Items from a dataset
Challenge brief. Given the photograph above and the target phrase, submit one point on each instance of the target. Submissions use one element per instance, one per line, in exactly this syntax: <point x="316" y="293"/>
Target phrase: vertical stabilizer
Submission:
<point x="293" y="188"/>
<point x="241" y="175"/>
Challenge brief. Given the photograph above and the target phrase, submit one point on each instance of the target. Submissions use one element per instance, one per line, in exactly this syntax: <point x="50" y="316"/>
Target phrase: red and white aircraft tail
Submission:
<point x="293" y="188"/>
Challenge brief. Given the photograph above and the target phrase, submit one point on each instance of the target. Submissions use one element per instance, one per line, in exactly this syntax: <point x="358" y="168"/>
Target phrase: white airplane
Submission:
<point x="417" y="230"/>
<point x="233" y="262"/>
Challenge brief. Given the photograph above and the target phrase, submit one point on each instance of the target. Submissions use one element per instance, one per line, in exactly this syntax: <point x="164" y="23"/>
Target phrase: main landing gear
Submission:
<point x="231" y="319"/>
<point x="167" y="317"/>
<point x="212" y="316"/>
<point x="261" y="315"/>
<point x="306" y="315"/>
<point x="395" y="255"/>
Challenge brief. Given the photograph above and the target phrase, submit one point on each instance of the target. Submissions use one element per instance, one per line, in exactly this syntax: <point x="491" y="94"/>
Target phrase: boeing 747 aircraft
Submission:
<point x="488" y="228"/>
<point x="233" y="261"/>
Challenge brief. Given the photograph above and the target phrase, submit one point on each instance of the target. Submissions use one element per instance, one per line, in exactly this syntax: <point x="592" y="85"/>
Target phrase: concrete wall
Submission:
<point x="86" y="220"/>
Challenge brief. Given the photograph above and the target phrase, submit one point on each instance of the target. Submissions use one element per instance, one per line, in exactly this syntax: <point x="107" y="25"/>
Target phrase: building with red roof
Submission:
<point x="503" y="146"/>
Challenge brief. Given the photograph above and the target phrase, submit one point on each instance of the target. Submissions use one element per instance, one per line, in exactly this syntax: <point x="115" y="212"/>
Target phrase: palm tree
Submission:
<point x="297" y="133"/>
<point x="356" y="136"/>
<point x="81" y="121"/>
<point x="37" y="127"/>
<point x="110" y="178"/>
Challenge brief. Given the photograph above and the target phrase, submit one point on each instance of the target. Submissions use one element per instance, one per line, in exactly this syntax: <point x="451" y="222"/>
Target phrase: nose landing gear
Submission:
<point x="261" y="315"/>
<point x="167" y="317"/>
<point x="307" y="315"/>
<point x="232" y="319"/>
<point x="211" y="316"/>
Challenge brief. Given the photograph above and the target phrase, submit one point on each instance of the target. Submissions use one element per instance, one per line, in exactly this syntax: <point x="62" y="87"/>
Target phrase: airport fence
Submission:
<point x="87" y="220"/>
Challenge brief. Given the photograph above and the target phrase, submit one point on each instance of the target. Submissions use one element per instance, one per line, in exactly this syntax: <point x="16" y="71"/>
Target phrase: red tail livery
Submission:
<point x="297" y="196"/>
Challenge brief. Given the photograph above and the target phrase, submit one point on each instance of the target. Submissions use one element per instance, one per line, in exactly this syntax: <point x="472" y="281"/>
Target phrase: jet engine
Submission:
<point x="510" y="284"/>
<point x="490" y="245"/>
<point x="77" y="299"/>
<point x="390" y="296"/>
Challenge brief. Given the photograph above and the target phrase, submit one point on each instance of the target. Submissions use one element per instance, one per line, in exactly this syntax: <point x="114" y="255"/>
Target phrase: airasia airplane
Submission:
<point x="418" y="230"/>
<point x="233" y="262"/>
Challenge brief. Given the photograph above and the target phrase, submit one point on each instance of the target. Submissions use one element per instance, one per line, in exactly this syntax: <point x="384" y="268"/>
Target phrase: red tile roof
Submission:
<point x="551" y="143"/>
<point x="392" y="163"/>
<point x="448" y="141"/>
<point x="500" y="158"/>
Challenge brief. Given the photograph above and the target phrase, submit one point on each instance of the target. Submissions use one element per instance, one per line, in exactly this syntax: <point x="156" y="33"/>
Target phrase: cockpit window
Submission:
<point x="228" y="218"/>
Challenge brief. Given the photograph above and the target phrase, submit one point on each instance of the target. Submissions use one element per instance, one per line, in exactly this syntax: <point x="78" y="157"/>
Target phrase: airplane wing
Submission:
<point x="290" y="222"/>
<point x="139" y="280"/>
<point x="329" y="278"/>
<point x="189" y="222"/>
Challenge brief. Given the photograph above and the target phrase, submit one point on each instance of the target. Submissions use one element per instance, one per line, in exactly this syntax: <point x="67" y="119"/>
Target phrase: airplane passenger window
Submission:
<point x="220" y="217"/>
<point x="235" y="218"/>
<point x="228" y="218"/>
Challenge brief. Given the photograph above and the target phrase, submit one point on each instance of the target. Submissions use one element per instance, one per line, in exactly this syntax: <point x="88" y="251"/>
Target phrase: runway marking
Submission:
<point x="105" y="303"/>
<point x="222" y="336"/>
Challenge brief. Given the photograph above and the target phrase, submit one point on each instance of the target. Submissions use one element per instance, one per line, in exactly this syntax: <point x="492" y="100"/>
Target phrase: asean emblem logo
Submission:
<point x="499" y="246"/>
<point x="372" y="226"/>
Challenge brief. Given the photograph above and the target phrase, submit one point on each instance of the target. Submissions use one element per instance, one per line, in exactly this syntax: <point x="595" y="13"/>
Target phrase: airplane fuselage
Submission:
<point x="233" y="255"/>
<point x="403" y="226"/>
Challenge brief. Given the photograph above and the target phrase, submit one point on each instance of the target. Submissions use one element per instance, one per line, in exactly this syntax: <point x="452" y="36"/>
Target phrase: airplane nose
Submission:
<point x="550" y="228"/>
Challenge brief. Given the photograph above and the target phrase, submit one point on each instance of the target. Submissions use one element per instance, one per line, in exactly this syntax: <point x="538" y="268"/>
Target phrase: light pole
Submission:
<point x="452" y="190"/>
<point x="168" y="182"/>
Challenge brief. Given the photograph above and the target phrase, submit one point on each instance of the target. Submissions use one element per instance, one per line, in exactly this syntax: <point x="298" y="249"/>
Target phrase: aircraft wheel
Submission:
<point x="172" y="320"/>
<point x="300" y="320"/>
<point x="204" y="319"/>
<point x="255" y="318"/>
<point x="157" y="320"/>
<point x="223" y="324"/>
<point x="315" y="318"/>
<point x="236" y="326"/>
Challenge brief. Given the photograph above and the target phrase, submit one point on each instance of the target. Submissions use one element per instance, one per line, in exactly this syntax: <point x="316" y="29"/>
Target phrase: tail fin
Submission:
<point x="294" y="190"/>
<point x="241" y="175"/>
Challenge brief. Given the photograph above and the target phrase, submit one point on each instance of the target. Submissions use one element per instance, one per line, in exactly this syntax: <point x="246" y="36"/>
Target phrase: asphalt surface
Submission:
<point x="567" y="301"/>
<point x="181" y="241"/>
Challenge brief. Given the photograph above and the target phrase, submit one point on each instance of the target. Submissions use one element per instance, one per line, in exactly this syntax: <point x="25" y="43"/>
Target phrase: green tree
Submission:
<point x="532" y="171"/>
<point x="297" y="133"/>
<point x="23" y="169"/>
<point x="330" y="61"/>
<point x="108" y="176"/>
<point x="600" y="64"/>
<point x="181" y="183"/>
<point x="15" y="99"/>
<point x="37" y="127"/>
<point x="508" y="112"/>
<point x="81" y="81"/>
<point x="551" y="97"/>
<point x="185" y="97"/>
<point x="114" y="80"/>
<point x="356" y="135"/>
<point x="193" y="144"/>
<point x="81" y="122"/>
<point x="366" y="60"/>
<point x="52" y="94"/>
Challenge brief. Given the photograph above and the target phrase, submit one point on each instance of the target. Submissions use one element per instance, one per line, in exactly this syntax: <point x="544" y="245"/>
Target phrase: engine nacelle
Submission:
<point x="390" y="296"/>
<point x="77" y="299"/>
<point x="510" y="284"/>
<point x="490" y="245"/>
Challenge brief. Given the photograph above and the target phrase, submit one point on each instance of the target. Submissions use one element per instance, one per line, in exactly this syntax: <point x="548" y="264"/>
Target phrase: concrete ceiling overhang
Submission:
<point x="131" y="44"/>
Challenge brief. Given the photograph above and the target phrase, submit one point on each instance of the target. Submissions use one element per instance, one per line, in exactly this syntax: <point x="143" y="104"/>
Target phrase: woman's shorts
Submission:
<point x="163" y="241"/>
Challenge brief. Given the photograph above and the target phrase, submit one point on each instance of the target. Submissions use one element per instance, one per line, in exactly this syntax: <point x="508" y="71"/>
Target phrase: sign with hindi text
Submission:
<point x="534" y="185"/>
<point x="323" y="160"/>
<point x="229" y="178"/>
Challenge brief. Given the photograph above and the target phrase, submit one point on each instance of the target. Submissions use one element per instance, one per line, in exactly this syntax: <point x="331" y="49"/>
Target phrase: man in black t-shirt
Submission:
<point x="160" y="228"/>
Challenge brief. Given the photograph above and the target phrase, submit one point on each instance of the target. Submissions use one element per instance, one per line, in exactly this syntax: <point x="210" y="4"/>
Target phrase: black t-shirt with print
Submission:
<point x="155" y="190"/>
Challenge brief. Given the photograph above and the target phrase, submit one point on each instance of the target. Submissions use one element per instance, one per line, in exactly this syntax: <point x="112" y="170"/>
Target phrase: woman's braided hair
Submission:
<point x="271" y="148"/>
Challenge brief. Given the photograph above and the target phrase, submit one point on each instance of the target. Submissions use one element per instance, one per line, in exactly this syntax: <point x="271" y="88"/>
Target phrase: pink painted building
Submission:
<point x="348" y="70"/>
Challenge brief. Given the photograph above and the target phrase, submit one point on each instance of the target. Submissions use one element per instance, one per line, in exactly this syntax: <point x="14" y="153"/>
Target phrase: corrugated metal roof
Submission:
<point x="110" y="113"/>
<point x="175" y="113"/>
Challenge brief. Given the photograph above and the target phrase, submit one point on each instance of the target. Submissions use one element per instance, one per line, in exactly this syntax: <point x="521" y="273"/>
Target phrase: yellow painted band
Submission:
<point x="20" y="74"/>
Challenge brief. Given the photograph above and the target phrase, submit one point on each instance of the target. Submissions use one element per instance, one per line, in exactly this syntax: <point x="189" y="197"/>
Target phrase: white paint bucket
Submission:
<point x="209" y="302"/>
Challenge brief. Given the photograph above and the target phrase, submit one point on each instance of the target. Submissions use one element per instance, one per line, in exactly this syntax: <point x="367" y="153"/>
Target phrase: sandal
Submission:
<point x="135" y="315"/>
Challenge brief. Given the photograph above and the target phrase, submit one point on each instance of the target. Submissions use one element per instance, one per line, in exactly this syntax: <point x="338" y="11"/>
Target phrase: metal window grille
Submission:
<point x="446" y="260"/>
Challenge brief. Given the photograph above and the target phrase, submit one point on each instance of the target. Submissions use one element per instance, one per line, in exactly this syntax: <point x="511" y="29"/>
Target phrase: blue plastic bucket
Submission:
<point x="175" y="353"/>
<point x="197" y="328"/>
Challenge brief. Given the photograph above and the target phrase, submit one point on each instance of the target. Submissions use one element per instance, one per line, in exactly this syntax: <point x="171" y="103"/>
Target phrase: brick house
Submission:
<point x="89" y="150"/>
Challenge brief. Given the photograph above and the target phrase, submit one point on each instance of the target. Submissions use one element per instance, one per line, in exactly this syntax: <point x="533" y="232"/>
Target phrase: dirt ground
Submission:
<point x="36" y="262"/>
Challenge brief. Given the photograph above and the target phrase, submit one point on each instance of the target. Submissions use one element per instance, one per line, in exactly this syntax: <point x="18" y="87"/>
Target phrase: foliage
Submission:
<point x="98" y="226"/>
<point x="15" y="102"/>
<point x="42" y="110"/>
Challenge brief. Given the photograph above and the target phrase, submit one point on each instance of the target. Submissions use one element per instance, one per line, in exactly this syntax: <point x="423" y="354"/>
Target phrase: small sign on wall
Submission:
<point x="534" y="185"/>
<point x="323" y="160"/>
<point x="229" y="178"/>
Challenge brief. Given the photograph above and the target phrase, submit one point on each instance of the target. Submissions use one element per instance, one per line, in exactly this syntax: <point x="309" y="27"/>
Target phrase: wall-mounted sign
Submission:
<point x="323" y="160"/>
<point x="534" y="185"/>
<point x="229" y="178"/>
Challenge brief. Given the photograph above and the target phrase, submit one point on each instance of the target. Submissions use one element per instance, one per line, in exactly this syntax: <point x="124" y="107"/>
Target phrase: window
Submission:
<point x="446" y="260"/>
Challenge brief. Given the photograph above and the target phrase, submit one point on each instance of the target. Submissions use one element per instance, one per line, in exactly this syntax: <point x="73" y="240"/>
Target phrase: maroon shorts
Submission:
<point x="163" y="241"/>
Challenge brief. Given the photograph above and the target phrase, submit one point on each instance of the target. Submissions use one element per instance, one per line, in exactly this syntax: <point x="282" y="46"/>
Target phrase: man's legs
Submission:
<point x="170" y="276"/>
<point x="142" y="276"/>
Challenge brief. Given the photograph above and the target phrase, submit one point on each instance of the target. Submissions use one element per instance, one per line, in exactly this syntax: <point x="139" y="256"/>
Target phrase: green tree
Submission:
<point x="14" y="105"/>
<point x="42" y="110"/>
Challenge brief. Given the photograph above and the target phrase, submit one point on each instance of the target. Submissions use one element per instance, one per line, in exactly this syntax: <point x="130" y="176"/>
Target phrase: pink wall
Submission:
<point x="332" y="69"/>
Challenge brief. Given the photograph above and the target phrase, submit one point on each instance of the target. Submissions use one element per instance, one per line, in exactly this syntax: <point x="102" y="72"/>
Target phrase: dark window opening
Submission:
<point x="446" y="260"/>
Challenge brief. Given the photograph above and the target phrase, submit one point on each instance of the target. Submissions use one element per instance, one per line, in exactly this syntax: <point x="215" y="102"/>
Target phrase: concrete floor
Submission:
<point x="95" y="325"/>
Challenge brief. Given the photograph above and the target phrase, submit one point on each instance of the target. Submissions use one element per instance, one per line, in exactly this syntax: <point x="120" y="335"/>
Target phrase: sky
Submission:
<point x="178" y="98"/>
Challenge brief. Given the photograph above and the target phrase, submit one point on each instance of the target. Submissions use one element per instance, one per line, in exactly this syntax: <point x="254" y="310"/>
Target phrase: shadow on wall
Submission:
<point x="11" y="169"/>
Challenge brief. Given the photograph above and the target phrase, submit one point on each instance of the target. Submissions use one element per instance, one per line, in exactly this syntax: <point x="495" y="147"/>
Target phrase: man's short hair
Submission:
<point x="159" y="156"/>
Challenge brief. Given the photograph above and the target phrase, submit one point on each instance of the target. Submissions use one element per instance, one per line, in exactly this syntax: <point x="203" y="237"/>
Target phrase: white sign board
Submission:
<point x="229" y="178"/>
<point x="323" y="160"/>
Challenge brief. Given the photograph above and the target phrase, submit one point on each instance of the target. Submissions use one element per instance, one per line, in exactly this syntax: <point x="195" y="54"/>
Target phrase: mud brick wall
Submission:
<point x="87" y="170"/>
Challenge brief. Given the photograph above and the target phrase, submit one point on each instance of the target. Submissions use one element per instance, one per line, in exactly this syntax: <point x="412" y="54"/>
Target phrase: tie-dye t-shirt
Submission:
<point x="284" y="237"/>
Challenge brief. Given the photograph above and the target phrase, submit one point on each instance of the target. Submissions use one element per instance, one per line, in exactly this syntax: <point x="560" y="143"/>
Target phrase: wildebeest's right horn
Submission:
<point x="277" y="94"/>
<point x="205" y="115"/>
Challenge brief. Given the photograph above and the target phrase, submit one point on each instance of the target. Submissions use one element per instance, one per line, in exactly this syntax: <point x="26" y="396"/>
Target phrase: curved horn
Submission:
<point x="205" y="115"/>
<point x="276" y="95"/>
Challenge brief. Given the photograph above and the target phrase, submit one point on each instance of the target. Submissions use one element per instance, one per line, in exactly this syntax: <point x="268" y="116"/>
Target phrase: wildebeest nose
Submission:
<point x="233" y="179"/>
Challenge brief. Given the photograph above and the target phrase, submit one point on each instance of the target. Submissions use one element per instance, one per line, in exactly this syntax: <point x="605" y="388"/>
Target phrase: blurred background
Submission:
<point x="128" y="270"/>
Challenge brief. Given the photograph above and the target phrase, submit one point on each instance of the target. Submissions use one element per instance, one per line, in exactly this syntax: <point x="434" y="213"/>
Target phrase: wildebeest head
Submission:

> WHAT IS ASKED: List every line in the data that contains the string "wildebeest". Case counts, so match only that exact capitalization.

> TASK RESPONSE:
Target phrase: wildebeest's right horn
Target phrase: wildebeest nose
Target phrase: wildebeest head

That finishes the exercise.